Dataset rows
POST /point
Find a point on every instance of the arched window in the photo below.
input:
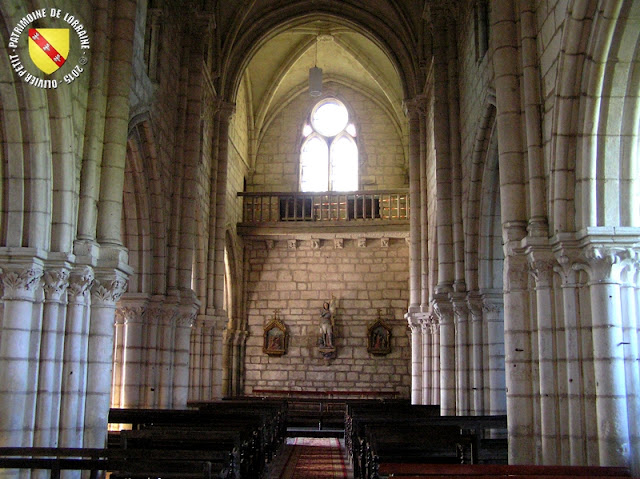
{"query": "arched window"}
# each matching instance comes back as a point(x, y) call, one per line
point(329, 154)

What you have to do -
Rewrite the listing as a two-column CSV with the header columns "request" and "points," one row per entry, putting each field in quotes and replacing line breaks with spaces. Omit the pictures.

Solution to the exercise -
request,points
"POST /point Find a point on every instance of the arched window in the photo below. input: {""query"": ""arched window""} # each matching instance comes back as a point(x, y) call, one per line","point(329, 154)"